Brief -
Copy the lines below word for word, without any pictures.

Lines from a pointing dataset
=====
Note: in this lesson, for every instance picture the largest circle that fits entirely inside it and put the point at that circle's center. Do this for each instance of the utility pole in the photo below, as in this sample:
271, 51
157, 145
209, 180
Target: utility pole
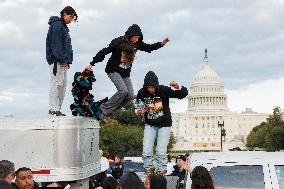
=====
Final answer -
Note: in this lesson, for every instance picture the largest circle that fits entirely inside it and put the point at that circle's center. Do this for each instance of the utility pole in the photo below, as in this sample:
271, 51
157, 145
209, 180
Target: utility pole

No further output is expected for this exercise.